RECORDS SHOWN below:

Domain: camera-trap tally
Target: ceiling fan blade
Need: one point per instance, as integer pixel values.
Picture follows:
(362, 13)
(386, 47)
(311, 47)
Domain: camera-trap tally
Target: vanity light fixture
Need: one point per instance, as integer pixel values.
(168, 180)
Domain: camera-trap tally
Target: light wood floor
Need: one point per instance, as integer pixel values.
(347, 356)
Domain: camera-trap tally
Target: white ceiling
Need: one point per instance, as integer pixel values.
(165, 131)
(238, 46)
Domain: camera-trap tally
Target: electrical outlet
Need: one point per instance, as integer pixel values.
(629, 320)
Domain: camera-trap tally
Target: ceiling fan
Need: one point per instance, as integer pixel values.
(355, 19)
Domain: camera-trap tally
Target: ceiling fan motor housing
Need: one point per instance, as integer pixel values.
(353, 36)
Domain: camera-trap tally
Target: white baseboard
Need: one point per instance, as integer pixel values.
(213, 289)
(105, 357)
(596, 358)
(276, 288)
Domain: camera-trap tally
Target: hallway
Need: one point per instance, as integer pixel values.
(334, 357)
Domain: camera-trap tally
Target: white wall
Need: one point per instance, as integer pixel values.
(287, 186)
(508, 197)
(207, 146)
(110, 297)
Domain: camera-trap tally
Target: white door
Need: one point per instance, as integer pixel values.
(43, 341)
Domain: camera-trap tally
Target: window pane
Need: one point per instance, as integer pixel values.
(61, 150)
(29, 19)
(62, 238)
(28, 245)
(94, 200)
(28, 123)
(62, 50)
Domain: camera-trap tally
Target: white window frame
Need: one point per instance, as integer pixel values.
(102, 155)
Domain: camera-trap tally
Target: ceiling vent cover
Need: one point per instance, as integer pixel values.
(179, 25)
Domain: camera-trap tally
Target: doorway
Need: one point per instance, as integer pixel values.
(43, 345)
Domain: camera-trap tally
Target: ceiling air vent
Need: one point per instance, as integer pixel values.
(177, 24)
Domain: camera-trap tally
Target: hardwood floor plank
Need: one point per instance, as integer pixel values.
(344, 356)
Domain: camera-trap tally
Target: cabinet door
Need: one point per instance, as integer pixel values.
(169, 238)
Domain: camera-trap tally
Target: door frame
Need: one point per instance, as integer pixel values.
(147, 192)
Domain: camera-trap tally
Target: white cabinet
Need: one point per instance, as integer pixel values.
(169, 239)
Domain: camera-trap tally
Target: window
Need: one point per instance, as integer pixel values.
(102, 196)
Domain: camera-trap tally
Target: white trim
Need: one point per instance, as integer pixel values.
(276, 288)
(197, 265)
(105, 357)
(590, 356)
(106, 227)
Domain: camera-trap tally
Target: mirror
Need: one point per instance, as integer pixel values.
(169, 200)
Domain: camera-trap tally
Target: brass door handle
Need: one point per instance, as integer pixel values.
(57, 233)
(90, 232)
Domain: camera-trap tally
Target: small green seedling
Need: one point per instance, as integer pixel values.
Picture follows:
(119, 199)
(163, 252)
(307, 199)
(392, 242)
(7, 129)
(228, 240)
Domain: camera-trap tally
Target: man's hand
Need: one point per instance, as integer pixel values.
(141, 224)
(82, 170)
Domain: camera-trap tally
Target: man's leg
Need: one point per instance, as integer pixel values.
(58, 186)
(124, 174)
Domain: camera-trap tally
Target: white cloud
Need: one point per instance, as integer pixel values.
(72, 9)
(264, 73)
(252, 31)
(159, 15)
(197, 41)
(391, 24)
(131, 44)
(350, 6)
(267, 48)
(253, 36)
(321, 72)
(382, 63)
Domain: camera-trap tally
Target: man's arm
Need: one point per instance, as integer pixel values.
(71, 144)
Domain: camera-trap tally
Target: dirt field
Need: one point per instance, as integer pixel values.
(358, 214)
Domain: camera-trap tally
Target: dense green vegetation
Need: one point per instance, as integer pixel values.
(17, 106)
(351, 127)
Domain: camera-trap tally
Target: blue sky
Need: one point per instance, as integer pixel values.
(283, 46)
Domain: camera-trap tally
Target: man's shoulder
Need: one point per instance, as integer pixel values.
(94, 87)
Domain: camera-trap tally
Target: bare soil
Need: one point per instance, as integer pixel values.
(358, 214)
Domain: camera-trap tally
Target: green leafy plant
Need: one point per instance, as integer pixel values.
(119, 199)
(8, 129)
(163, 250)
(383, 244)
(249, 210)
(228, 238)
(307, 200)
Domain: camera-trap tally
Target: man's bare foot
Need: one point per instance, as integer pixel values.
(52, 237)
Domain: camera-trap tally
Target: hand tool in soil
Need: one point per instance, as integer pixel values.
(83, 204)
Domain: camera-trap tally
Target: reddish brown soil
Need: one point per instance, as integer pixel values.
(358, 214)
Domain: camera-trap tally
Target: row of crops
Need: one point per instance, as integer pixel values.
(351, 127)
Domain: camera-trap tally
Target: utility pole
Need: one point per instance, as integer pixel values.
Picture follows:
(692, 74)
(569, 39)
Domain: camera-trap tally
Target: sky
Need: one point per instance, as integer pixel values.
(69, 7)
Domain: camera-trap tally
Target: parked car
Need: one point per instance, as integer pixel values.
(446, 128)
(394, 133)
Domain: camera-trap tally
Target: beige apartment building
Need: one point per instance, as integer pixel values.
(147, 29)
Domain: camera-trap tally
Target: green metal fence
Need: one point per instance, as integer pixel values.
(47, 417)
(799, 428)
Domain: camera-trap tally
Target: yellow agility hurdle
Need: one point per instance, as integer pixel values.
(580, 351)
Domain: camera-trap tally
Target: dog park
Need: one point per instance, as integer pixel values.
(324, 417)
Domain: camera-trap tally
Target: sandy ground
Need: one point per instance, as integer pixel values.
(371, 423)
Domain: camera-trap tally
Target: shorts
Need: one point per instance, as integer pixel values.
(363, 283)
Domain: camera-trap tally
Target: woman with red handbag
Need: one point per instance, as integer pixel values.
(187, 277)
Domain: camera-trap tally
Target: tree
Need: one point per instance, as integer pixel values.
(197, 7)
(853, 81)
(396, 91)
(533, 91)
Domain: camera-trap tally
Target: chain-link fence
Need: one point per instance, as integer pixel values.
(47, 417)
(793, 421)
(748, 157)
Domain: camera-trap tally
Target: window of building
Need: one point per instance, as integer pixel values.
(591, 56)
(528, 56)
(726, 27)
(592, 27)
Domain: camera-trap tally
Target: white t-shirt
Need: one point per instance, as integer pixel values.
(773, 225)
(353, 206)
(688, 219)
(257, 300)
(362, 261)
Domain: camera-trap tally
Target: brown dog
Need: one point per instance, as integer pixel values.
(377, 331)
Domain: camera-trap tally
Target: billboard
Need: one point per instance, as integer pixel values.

End of RECORDS SHOWN.

REQUIRED ACTION ▸ Write out, exactly and with nothing else, the lines of the listing above from its first line through the line with "Target: white wall".

SOLUTION FOR THIS EXERCISE ▸
Domain: camera-trap tally
Target: ceiling fan blade
Need: one point per instance, as integer pixel values.
Picture follows:
(362, 13)
(386, 47)
(311, 47)
Domain: camera-trap tally
Target: vanity light fixture
Need: one point per instance, as integer pixel values.
(168, 180)
Domain: camera-trap tally
Target: light wood floor
Need: one point per instance, as integer pixel values.
(347, 356)
Domain: camera-trap tally
Target: white ceiling
Need: one point per instance, as integer pixel values.
(165, 131)
(238, 46)
Domain: camera-trap tally
Target: electrical outlet
Need: one point per instance, as integer pixel values.
(629, 320)
Domain: camera-trap tally
Target: ceiling fan
Need: one point per instance, as integer pixel values.
(355, 19)
Domain: camera-trap tally
Target: ceiling fan motor housing
Need: one point per instance, as integer pixel values.
(353, 36)
Domain: camera-trap tally
Target: white baseboard
Need: one point per instance, as integer pixel values.
(213, 289)
(105, 357)
(596, 358)
(276, 288)
Domain: camera-trap tally
Target: hallway
Need: one point per instance, as integer pixel values.
(334, 357)
Domain: camera-trap tally
Target: white wall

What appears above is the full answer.